§ EXCERPTED DATA
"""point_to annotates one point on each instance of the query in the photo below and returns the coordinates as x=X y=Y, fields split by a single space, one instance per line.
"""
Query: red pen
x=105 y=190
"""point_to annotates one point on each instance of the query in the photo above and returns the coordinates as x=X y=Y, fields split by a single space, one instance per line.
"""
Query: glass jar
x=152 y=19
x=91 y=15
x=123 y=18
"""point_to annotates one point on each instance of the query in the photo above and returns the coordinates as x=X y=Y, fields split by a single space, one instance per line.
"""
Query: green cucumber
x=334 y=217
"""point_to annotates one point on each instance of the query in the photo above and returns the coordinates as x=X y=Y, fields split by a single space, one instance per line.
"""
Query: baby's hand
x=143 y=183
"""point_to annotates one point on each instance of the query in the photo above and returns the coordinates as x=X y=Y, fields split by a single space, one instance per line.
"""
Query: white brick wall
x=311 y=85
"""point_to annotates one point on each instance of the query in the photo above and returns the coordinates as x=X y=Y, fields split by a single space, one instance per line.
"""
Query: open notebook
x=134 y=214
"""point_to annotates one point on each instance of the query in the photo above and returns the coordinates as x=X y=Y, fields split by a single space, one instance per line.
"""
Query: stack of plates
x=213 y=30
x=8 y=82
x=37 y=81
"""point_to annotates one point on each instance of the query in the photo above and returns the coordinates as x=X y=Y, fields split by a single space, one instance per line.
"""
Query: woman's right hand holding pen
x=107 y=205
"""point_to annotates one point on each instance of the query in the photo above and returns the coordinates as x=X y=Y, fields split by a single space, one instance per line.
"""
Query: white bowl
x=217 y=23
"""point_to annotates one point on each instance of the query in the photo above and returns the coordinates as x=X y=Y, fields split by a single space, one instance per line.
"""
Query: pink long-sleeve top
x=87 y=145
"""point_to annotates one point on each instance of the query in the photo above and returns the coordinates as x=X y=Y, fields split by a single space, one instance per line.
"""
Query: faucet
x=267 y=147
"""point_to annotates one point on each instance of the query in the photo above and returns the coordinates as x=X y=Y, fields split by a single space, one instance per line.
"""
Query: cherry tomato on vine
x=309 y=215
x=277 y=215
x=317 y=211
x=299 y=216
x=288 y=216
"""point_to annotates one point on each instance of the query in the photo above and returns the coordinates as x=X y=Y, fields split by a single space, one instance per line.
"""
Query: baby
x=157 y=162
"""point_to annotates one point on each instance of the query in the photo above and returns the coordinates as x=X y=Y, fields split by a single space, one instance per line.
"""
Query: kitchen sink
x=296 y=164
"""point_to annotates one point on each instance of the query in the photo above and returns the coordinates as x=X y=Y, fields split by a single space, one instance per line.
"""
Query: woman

§ TASK DETAILS
From the first line to the last, copy the records exactly as they appear above.

§ SOLUTION FOR THIS EXERCISE
"""point_to annotates one point on each instance of the query in the photo below and returns the coordinates as x=X y=Y, fields split by a single space, one instance per line.
"""
Query: red pen
x=105 y=190
"""point_to annotates one point on each instance of the query in the photo above and returns the coordinates as x=X y=Y, fields split by a single space, one instance per line.
"""
Query: glass jar
x=152 y=19
x=91 y=15
x=123 y=18
"""point_to annotates one point on each instance of the query in the photo above and returns the coordinates as x=X y=Y, fields split by a single space, one instance per line.
"""
Query: green cucumber
x=334 y=217
"""point_to annotates one point on each instance of the query in the photo above and returns the coordinates as x=X y=Y, fields split by a single space, one instance per line.
"""
Query: baby's hand
x=143 y=183
"""point_to annotates one point on each instance of the query in the photo above and returns the coordinates as x=X y=Y, fields split by a single space, one instance per line.
"""
Query: white brick wall
x=311 y=85
"""point_to annotates one point on each instance of the query in the photo above and returns the coordinates as x=X y=Y, fields split by a single space, one instance per line.
"""
Query: open notebook
x=134 y=214
"""point_to annotates one point on each instance of the query in the photo above and returns the coordinates as x=X y=Y, fields split by a single space, one instance per line.
"""
Query: stack of plates
x=213 y=30
x=8 y=82
x=37 y=81
"""point_to annotates one point on each instance of the query in the photo above and returns the coordinates as x=X y=Y, fields split by a single space, one instance per line.
"""
Query: woman's right hand holding pen
x=107 y=205
"""point_to annotates one point on each instance of the query in the photo above and returns the coordinates as x=X y=Y, fields split by a single space, one instance per line.
"""
Query: white bowl
x=217 y=23
"""point_to annotates one point on each instance of the query in the photo above and returns the coordinates as x=X y=Y, fields split by a single space, one instance per line.
"""
Query: pink long-sleeve top
x=87 y=145
"""point_to annotates one point on each instance of the query in the photo above and returns the coordinates as x=X y=Y, fields split by a single space, one instance per line.
"""
Query: faucet
x=267 y=147
"""point_to annotates one point on each instance of the query in the photo above and returns the coordinates as x=X y=Y, fields split by a single space, one instance per line.
"""
Query: cherry tomato on vine
x=309 y=215
x=277 y=215
x=317 y=211
x=299 y=216
x=288 y=216
"""point_to annotates one point on each instance of the query in the photo above and returns the coordinates as x=X y=Y, fields split by a single space, one instance per line.
"""
Query: baby
x=157 y=162
"""point_to annotates one point on each instance of the query in the photo above and returns the coordinates as x=X y=Y, fields split by a single space, one instance per line.
"""
Query: kitchen sink
x=296 y=164
"""point_to annotates one point on each instance of the query in the photo above and returns the coordinates as x=X y=Y, fields split by a single space, one instance per line.
"""
Query: woman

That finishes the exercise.